What the exercise asks: Copy out the listing below, changing "even-odd rule" to "nonzero winding rule" everywhere it appears and keeping every other line as it is. Leave the pictures out of your copy.

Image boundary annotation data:

'''

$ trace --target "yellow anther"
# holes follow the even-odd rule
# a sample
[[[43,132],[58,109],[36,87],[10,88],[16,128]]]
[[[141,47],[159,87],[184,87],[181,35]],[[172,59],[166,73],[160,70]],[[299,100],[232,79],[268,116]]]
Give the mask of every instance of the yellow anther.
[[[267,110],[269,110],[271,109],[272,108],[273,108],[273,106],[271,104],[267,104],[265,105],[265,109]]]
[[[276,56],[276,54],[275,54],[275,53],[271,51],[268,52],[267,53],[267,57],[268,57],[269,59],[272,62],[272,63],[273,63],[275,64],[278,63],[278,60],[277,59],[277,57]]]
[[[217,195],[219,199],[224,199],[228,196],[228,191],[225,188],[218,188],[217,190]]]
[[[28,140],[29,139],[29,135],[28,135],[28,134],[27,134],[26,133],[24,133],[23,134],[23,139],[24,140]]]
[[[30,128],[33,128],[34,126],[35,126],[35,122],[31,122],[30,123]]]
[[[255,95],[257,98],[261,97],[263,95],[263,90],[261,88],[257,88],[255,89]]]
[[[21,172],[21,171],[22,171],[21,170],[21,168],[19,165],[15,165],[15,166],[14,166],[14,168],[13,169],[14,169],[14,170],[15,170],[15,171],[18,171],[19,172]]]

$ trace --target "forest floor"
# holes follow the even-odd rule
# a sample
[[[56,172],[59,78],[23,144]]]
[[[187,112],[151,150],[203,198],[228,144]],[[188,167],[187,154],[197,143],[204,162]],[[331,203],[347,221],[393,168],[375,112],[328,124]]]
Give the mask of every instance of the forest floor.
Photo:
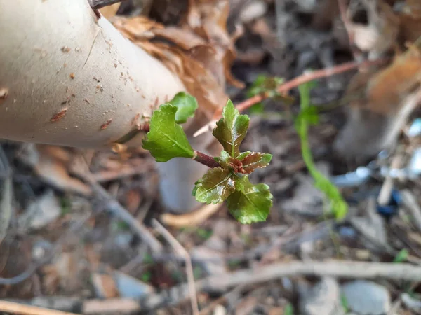
[[[149,16],[171,21],[175,9],[155,2],[163,8],[153,7]],[[337,6],[278,2],[232,1],[227,28],[233,21],[243,27],[232,72],[246,85],[227,88],[234,103],[247,99],[259,76],[288,80],[354,60]],[[312,101],[338,102],[355,72],[319,80]],[[298,90],[290,95],[298,99]],[[155,162],[142,148],[116,153],[0,142],[0,299],[86,314],[189,314],[192,301],[201,314],[421,314],[421,182],[416,174],[392,178],[382,172],[410,169],[411,161],[419,171],[420,137],[408,136],[414,120],[392,152],[349,162],[332,149],[344,107],[321,114],[309,134],[318,169],[349,204],[340,222],[303,161],[290,119],[297,101],[267,99],[244,112],[251,120],[243,150],[273,155],[250,178],[269,186],[273,207],[266,222],[250,225],[223,204],[165,214]],[[198,211],[213,214],[203,219]],[[186,221],[194,224],[181,226]]]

'''

Solution:
$ trace --target "yellow anther"
# holes follow the nonzero winding rule
# a sample
[[[43,132],[58,109],[36,87],[10,88],[16,128]]]
[[[141,47],[159,87],[184,87],[181,35]],[[172,59],[166,73],[160,70]],[[299,100],[232,79],[268,116]]]
Give the mask of every instance of the yellow anther.
[[[267,110],[269,110],[271,109],[272,108],[273,108],[273,106],[271,104],[267,104],[265,105],[265,109]]]
[[[276,56],[276,54],[275,54],[275,53],[271,51],[268,52],[267,53],[267,57],[268,57],[269,59],[272,62],[272,63],[273,63],[275,64],[278,63],[278,60],[277,59],[277,57]]]
[[[217,195],[219,199],[224,199],[228,196],[228,191],[225,188],[218,188],[217,190]]]
[[[28,140],[29,139],[29,135],[28,135],[28,134],[27,134],[26,133],[24,133],[23,134],[23,139],[24,140]]]
[[[30,128],[33,128],[34,126],[35,126],[35,122],[31,122],[30,123]]]
[[[255,95],[257,98],[261,97],[263,95],[263,90],[261,88],[257,88],[255,89]]]
[[[21,172],[21,171],[22,171],[21,170],[21,168],[19,165],[15,165],[15,166],[14,166],[14,168],[13,169],[14,169],[14,170],[15,170],[15,171],[18,171],[19,172]]]

$ trace --target "forest floor"
# holes follow the nonzero winding rule
# a sample
[[[56,172],[59,78],[23,144]]]
[[[187,112],[151,150],[203,198],[228,144]],[[188,167],[187,154],[197,143],[204,162]],[[331,203],[347,221],[393,168],[375,112],[328,124]]]
Give the mask of every instance of the forest floor.
Photo:
[[[149,16],[171,21],[175,9],[155,2],[163,8],[153,7]],[[337,6],[278,2],[232,1],[227,28],[233,21],[243,27],[232,72],[246,85],[227,88],[234,103],[247,99],[259,76],[288,80],[354,60]],[[312,101],[338,102],[355,72],[319,80]],[[298,90],[290,95],[298,99]],[[155,162],[142,148],[116,153],[0,142],[0,299],[86,314],[189,314],[192,301],[201,314],[421,314],[421,182],[416,174],[392,178],[382,172],[410,169],[411,161],[419,171],[420,137],[408,136],[414,120],[392,152],[349,162],[332,149],[344,107],[321,114],[309,134],[318,169],[349,204],[340,222],[303,161],[290,119],[297,101],[267,99],[244,112],[251,120],[243,150],[273,155],[250,178],[269,186],[273,207],[266,222],[250,225],[223,204],[165,214]],[[198,211],[213,214],[203,219]],[[186,221],[194,224],[181,226]]]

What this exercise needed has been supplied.